Problem to work on:
Reproduce everything below from the line containing "building you see." down to the line containing "[765,799,809,825]", with the requests included and no other lines, rescaling each bounding-box coordinate in the answers by 0.8 and rounding it to a whole number, with halves rounded up.

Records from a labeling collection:
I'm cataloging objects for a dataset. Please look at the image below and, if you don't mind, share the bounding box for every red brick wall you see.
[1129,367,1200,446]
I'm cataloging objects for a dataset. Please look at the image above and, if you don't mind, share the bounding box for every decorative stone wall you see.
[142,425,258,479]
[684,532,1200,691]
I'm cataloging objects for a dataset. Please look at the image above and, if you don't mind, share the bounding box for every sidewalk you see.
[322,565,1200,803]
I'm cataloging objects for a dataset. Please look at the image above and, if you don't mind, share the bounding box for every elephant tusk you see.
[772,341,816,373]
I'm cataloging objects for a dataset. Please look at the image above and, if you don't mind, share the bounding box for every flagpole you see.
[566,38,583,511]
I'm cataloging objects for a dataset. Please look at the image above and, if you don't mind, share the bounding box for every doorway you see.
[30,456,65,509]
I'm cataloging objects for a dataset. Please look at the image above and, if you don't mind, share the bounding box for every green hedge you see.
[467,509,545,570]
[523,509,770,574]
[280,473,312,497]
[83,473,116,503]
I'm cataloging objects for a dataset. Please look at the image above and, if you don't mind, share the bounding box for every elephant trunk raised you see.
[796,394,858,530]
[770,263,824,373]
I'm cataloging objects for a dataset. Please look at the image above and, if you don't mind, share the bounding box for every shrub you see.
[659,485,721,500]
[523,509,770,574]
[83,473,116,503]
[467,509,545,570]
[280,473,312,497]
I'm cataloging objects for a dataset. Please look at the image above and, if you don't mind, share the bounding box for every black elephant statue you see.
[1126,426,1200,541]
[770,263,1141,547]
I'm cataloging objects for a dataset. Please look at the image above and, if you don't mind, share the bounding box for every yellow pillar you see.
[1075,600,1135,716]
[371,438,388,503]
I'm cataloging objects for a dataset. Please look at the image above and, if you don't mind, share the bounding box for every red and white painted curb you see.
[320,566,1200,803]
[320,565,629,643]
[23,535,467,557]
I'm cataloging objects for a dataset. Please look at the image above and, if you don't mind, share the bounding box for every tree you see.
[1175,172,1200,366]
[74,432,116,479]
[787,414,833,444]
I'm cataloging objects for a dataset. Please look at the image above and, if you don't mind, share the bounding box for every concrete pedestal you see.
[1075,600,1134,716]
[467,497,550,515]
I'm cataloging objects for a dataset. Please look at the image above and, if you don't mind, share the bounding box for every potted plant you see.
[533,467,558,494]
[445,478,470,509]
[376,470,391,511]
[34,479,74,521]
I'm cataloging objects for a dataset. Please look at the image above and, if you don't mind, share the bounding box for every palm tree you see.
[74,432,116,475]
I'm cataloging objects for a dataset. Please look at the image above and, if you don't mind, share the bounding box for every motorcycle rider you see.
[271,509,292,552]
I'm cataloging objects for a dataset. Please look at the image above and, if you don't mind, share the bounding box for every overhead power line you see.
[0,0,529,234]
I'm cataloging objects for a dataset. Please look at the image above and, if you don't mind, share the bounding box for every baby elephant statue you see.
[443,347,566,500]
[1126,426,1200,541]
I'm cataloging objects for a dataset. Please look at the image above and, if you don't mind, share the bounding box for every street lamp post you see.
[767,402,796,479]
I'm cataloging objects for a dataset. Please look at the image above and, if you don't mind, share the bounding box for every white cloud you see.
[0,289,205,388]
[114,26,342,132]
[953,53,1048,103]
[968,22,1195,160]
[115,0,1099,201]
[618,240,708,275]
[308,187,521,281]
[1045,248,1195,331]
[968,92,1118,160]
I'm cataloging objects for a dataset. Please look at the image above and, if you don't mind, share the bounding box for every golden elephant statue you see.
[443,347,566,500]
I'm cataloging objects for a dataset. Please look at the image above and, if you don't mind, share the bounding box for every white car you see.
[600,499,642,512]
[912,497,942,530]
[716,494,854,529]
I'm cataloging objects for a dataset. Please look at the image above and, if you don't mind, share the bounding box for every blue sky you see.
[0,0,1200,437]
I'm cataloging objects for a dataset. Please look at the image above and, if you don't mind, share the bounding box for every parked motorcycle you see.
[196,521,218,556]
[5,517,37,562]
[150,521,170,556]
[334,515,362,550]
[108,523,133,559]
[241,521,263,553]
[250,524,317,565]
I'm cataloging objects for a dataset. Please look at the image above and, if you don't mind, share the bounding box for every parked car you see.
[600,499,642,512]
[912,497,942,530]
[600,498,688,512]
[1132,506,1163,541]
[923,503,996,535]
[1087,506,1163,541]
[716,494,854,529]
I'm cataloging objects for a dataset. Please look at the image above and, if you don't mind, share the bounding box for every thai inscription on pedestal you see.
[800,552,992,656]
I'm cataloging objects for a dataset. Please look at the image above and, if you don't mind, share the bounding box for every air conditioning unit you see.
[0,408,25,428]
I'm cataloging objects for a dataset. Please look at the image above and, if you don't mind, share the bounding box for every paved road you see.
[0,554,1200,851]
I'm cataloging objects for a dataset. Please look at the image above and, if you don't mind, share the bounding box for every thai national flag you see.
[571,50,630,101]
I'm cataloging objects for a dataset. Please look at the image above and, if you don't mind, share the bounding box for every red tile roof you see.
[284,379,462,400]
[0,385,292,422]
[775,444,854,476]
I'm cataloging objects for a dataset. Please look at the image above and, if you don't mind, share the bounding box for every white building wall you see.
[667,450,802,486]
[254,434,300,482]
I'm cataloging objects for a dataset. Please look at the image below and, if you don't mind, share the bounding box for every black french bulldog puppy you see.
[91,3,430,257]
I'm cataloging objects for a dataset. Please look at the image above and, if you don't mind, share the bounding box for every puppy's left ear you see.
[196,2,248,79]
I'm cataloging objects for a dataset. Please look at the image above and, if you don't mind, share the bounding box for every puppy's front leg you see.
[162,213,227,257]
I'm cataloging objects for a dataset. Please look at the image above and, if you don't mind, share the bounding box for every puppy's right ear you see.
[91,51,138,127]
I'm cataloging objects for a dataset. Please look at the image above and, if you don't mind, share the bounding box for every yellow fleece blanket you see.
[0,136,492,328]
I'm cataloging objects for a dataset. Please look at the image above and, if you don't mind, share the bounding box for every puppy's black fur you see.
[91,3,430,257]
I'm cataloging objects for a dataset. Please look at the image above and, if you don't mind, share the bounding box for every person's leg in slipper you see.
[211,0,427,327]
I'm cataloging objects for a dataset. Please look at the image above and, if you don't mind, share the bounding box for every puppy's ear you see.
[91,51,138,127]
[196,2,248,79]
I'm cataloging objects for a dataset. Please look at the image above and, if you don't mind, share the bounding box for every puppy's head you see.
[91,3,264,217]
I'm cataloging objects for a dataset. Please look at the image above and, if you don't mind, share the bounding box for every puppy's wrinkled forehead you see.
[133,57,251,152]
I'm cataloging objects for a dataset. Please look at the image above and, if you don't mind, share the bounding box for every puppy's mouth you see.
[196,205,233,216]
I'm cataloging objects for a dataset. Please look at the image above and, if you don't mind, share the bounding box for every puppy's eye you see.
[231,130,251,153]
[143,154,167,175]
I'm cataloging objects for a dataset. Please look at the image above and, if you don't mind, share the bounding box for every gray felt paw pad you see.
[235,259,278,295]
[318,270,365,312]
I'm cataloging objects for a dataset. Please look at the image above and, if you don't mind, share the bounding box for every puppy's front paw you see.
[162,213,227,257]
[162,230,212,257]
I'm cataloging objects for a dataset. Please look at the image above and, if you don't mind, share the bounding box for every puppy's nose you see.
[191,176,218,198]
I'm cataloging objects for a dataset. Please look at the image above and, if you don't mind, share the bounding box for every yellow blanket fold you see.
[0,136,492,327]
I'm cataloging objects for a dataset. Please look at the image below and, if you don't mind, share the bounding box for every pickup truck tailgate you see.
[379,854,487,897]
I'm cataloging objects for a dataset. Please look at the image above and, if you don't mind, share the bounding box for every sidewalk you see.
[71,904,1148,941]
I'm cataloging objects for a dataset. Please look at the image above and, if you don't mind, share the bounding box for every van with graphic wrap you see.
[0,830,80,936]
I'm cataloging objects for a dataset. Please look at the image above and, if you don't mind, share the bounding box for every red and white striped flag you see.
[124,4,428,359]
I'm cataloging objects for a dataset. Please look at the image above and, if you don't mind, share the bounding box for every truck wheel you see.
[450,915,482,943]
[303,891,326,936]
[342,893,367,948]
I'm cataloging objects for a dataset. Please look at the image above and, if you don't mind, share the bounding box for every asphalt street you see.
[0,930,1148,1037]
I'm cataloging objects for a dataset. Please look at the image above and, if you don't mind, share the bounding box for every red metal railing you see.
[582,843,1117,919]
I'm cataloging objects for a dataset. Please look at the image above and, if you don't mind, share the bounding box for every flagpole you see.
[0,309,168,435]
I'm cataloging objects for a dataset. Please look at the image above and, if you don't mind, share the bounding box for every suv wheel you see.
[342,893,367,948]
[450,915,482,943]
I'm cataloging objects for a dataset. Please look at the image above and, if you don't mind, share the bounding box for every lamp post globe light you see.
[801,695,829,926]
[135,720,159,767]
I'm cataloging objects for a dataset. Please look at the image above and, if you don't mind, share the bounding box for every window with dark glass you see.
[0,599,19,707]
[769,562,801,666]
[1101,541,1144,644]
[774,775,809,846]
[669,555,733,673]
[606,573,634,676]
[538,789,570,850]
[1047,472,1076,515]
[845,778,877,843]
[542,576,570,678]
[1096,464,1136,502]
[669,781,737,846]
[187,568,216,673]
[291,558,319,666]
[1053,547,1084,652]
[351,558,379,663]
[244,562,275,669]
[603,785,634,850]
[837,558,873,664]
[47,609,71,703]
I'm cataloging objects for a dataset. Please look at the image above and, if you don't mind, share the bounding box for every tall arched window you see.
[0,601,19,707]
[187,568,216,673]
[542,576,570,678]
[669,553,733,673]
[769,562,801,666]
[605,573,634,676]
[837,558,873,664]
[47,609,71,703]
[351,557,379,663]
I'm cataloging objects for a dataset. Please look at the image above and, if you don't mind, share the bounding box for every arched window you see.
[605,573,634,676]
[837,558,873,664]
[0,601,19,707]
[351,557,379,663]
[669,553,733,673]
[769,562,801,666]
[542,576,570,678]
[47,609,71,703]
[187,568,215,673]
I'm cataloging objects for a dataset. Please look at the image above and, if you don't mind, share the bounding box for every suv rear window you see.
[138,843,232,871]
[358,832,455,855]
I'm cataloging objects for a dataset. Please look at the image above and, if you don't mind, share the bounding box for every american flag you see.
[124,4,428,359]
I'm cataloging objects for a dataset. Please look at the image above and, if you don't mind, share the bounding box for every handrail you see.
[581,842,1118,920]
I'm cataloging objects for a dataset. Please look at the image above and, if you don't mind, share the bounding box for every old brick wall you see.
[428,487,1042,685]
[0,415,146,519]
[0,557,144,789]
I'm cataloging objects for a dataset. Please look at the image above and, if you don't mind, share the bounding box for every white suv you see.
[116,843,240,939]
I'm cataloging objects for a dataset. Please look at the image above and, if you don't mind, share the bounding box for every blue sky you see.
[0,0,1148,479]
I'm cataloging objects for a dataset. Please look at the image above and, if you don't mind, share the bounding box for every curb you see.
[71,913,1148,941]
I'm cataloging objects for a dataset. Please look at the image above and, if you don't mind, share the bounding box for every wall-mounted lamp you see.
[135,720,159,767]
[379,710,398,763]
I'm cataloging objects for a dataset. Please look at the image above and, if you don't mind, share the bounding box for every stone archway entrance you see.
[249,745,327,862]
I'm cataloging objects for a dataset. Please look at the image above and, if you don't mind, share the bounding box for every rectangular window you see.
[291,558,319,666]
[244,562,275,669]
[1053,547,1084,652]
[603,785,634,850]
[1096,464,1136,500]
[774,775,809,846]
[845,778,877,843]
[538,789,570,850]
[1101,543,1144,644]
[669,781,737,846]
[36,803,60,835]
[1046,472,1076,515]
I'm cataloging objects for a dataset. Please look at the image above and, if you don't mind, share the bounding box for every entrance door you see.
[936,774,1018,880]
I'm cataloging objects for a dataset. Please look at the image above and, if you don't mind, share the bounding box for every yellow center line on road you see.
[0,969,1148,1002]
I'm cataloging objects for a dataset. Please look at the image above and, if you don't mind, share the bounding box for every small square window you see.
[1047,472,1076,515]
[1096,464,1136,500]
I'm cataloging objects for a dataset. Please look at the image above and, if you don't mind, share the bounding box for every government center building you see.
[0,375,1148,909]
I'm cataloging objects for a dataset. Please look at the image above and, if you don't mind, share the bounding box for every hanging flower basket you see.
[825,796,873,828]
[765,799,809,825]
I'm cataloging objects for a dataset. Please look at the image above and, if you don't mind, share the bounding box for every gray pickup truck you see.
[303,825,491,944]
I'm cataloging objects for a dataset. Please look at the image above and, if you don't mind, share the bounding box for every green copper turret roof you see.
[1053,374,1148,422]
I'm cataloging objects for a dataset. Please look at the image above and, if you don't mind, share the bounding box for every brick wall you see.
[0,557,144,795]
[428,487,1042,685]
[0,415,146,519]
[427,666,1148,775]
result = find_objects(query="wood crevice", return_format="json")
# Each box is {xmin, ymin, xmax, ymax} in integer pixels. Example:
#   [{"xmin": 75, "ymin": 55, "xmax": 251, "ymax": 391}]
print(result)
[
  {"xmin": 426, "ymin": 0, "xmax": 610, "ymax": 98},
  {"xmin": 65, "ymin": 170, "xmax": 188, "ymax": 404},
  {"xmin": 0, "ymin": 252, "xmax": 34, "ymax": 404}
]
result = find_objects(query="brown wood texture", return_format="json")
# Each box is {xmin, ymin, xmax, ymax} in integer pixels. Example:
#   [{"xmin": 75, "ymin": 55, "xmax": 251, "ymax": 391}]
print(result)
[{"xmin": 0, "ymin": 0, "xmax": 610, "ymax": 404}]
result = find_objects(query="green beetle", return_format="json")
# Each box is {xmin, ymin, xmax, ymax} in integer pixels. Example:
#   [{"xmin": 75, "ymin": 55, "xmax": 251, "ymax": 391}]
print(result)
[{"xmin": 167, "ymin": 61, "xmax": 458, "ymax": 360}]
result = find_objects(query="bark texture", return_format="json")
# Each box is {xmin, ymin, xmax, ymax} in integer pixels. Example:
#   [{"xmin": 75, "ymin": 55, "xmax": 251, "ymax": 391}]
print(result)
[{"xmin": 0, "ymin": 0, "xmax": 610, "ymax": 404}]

Final result:
I'm cataloging objects for a dataset. Please look at the image above and, if you don't mind, share the bounding box for every government center building you see.
[0,300,918,727]
I'm cataloging objects for a dataset. Please look at the image above and, if you don't mind, share the bounding box for every hanging flower basket you see.
[660,637,698,662]
[612,639,647,660]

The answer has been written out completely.